Given task
Copy the items word for word, starting at the beginning and going on through the line with "xmin=210 ymin=66 xmax=234 ymax=137", both ends included. Omit the pictures from your copy.

Input for this task

--

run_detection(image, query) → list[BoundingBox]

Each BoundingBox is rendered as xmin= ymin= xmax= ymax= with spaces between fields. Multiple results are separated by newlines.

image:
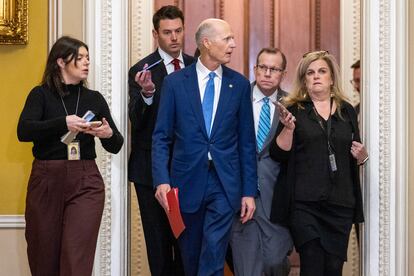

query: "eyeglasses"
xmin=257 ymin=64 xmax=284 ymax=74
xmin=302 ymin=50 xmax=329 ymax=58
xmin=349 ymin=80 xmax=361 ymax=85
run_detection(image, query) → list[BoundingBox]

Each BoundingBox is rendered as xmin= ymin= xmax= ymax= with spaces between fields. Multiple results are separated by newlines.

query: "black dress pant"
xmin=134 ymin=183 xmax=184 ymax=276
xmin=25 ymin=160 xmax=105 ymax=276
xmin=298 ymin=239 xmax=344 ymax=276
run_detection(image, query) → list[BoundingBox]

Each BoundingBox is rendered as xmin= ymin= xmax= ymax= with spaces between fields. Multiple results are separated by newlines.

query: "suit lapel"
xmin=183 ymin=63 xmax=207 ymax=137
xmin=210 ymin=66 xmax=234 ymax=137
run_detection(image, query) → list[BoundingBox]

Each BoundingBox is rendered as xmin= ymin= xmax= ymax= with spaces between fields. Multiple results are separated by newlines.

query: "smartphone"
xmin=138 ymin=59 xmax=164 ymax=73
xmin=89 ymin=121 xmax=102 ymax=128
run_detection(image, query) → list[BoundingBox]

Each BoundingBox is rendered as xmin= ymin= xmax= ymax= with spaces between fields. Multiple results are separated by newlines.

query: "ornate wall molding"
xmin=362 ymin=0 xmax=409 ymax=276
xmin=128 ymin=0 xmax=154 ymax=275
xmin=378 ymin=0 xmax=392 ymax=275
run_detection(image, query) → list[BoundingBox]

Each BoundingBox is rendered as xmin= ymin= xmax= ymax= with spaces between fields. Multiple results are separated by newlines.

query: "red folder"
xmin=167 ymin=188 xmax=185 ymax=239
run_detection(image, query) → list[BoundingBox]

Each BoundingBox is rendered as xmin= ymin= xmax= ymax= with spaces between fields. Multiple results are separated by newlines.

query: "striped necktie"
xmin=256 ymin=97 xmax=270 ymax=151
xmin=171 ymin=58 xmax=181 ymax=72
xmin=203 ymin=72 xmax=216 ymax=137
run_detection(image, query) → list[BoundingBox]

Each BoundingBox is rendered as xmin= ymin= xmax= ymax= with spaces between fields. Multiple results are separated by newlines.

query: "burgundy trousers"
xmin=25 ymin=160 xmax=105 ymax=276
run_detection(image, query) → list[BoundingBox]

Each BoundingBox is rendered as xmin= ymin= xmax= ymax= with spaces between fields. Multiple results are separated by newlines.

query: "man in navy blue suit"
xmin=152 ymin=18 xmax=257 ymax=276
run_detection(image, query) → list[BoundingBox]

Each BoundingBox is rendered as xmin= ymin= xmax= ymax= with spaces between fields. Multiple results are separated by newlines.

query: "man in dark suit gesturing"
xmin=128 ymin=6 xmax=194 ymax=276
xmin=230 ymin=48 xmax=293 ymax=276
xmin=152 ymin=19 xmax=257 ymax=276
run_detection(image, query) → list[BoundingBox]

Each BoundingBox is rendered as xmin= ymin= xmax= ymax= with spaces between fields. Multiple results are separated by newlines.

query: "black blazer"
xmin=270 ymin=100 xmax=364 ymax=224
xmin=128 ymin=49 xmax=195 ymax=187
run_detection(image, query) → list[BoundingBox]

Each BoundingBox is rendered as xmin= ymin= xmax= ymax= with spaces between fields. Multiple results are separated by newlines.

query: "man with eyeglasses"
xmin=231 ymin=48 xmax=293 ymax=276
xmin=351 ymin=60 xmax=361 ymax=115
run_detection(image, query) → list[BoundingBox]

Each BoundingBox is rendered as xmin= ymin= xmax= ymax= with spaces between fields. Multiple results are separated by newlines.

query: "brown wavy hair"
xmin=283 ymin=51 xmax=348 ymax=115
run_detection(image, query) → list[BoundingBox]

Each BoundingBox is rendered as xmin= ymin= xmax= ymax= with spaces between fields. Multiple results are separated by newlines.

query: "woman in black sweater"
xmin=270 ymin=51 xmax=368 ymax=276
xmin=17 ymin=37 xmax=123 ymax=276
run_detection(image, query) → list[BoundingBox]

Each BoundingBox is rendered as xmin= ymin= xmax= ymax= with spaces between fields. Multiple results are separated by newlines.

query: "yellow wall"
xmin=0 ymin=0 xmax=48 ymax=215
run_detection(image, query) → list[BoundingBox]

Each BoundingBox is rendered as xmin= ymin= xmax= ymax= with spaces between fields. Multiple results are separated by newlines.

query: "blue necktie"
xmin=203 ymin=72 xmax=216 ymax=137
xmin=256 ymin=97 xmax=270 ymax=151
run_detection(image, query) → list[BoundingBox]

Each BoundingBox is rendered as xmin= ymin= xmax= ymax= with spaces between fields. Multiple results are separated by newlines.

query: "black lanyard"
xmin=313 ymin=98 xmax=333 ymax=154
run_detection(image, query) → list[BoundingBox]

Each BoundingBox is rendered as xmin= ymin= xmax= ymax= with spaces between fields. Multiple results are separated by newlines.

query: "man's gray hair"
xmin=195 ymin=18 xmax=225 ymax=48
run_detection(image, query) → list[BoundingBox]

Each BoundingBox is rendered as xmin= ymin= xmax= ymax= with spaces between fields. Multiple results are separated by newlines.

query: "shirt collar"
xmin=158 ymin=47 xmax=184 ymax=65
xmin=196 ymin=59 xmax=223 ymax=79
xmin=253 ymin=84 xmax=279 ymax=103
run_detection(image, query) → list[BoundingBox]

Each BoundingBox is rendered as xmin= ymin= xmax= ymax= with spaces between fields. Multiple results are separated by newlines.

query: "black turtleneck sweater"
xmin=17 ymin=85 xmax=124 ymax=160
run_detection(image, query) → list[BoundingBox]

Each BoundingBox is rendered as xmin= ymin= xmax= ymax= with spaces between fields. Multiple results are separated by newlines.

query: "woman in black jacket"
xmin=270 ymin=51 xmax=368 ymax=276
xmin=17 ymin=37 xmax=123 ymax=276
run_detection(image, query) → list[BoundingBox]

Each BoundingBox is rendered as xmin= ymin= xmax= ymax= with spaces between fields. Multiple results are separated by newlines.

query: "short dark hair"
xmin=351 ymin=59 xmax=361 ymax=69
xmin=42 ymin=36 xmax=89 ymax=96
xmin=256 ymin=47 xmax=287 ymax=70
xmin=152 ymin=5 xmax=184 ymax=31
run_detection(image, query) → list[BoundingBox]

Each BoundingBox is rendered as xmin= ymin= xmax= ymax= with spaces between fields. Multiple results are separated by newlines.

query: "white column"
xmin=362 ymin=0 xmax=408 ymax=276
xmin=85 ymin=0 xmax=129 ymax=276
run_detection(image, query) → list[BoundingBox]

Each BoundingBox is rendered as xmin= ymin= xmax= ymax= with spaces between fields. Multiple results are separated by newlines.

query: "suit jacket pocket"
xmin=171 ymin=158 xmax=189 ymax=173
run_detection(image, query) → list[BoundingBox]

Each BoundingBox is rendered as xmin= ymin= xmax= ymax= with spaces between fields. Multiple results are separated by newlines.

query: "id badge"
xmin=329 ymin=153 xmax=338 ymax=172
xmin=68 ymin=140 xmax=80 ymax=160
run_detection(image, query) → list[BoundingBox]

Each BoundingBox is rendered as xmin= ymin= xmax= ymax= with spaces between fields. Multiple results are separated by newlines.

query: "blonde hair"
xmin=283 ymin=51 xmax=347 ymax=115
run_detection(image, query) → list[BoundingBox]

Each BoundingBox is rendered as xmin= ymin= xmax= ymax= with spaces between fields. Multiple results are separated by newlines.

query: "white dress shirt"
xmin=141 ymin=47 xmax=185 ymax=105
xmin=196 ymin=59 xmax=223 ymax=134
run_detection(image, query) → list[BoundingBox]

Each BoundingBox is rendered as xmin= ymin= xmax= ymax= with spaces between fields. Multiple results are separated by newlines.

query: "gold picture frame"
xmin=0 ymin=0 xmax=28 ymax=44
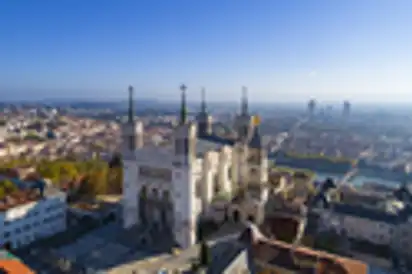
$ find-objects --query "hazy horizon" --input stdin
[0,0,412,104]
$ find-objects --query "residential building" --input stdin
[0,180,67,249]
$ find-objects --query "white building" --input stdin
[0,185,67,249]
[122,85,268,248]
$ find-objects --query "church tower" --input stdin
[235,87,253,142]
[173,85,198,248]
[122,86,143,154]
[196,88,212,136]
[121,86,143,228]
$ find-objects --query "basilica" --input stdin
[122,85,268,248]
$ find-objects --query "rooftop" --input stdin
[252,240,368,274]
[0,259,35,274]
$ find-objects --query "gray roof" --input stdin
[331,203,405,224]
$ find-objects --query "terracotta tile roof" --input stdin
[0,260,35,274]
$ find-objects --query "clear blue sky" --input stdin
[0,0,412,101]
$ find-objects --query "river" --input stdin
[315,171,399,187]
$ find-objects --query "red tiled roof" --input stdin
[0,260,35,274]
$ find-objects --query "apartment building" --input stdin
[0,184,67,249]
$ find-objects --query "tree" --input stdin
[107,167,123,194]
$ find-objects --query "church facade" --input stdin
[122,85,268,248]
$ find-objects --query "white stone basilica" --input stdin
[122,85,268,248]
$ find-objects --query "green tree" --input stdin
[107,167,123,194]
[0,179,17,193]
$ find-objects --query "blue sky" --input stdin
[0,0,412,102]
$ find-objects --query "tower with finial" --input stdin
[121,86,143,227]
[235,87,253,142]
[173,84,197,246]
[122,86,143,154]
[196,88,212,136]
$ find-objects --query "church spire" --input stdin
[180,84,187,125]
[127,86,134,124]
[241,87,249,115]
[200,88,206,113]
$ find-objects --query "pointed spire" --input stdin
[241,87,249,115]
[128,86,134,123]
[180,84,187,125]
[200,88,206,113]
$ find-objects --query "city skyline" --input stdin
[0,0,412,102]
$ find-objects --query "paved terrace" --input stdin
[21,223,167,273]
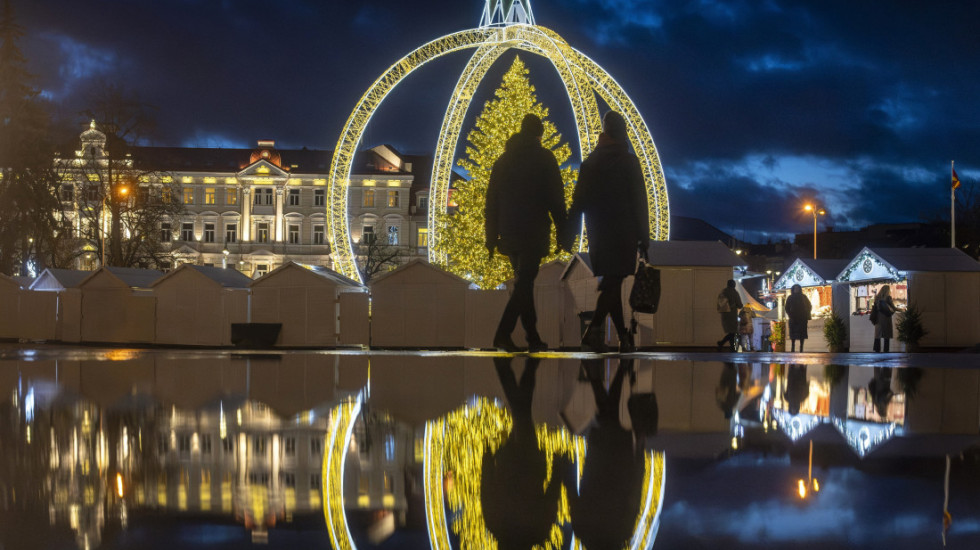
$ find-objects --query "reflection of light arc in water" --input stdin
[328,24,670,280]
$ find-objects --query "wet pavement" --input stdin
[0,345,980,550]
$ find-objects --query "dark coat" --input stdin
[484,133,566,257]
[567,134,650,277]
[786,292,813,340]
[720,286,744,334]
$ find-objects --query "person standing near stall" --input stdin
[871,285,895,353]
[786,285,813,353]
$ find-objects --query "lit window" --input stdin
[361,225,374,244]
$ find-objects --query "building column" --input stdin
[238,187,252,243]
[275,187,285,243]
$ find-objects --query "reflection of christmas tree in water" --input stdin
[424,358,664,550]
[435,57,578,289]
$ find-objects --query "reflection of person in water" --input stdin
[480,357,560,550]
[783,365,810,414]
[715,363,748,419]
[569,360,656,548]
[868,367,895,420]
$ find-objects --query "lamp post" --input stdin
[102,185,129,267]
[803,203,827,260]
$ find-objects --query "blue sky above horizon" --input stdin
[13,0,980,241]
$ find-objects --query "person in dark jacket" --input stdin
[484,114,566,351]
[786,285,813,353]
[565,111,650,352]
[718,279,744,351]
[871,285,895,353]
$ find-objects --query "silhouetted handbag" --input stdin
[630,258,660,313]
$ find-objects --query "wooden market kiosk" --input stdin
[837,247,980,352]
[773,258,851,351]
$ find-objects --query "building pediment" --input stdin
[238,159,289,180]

--

Exercise output
run_detection(image, query) → list[BoundingBox]

Each BoundingBox is rendered as xmin= ymin= xmax= ymax= with spaces between fields. Multiple results are separated by newlines.

image:

query: "eyeglasses"
xmin=257 ymin=64 xmax=284 ymax=74
xmin=302 ymin=50 xmax=329 ymax=58
xmin=349 ymin=80 xmax=361 ymax=85
run_detection(image, query) → list[BoundingBox]

Each BoundingBox is rendered as xmin= ymin= xmax= ymax= with spaces between fields. Multiple results are separated by newlines.

query: "black dress pant"
xmin=134 ymin=183 xmax=184 ymax=276
xmin=25 ymin=160 xmax=105 ymax=276
xmin=298 ymin=239 xmax=344 ymax=276
run_detection(image, query) → list[BoundingBox]

Each BoundingBox is rendered as xmin= ymin= xmax= ymax= with spaces between fields. Multiple results are separated by newlines.

query: "suit lapel"
xmin=183 ymin=63 xmax=207 ymax=137
xmin=210 ymin=66 xmax=234 ymax=137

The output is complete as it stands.